Set problem A — Copy the franchising article below in full, word for word.

Source extract —
Alex is Sprintlaw’s co-founder and principal lawyer. Alex previously worked at a top-tier firm as a lawyer specialising in technology and media contracts, and founded a digital agency which he sold in 2015.
Considering turning your successful business into a franchise? It’s an exciting way to scale without opening every new location yourself. Done right, franchising can help you grow your brand quickly, attract investment and create new revenue streams through franchise fees and royalties.
But franchising is also a legal model. The relationship between you (the franchisor) and your franchisees is built on contracts, compliance and consistent standards. If you get those foundations right from day one, you’ll protect your brand and make it easier to replicate your success across multiple sites.
Below, we’ll take you through how to start a franchise in the UK, the legal steps to tick off, and the key documents and laws you’ll need to follow as you expand.
Is Starting a Franchise Right For Your Business?

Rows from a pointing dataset
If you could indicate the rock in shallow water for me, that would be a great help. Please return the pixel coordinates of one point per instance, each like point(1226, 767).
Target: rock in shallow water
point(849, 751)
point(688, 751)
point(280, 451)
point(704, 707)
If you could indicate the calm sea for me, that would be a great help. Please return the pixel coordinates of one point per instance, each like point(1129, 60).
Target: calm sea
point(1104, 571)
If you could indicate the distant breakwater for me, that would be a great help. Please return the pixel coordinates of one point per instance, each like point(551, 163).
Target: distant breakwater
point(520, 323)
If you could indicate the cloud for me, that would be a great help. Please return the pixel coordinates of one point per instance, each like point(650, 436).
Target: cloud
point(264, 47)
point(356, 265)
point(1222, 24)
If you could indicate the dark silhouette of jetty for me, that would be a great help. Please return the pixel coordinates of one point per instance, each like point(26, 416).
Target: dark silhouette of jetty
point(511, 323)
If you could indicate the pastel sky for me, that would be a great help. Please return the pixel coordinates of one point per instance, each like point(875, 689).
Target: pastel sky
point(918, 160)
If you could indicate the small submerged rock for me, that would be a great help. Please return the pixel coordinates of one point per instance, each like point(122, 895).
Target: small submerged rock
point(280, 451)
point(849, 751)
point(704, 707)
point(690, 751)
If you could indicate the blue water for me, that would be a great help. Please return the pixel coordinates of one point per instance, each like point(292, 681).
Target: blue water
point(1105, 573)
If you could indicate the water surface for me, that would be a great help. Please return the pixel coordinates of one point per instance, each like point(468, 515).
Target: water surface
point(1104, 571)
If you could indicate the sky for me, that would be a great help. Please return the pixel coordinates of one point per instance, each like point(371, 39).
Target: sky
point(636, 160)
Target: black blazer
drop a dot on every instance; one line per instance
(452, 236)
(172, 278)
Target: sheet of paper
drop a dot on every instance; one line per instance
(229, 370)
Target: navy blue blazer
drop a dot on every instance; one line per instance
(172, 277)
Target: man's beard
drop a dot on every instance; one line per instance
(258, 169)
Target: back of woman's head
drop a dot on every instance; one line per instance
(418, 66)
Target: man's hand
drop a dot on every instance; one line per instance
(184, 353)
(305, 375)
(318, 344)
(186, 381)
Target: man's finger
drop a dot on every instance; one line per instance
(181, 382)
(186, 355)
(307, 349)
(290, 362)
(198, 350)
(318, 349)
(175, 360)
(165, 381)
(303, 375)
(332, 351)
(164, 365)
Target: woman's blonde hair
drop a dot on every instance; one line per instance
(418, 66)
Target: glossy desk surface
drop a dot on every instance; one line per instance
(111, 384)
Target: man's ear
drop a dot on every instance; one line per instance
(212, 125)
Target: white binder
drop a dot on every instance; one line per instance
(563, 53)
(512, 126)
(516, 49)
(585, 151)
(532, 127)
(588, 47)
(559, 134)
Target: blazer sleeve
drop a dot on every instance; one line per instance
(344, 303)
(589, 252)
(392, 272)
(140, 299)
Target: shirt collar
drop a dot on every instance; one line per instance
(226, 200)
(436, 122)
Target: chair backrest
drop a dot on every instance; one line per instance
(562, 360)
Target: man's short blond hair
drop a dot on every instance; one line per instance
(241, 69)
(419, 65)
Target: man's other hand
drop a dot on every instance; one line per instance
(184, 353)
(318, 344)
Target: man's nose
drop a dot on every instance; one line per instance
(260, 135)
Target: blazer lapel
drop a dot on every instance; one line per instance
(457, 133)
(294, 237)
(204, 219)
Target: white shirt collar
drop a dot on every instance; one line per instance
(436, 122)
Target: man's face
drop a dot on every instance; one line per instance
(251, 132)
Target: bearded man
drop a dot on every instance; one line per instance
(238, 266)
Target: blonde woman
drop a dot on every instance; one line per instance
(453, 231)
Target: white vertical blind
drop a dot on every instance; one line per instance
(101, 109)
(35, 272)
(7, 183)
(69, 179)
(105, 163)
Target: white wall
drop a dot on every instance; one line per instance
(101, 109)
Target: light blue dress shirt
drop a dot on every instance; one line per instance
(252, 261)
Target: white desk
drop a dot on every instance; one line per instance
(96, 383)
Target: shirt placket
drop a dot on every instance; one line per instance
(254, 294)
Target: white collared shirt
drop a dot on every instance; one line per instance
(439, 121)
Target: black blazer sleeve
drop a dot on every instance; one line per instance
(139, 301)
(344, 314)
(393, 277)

Set problem B — In the records above, write out only the lines from the line with "If you could indicate the blue" to the line with "point(1105, 573)", including both ends and the requests. Multiply each answer coordinate by 0.35 and round it to a whole number, with halves going up.

Task output A —
Alex is Sprintlaw’s co-founder and principal lawyer. Alex previously worked at a top-tier firm as a lawyer specialising in technology and media contracts, and founded a digital agency which he sold in 2015.
Considering turning your successful business into a franchise? It’s an exciting way to scale without opening every new location yourself. Done right, franchising can help you grow your brand quickly, attract investment and create new revenue streams through franchise fees and royalties.
But franchising is also a legal model. The relationship between you (the franchisor) and your franchisees is built on contracts, compliance and consistent standards. If you get those foundations right from day one, you’ll protect your brand and make it easier to replicate your success across multiple sites.
Below, we’ll take you through how to start a franchise in the UK, the legal steps to tick off, and the key documents and laws you’ll need to follow as you expand.
Is Starting a Franchise Right For Your Business?

Task output B —
If you could indicate the blue water for me, that would be a great help. Please return the pixel coordinates of one point per instance, each like point(292, 681).
Target: blue water
point(387, 201)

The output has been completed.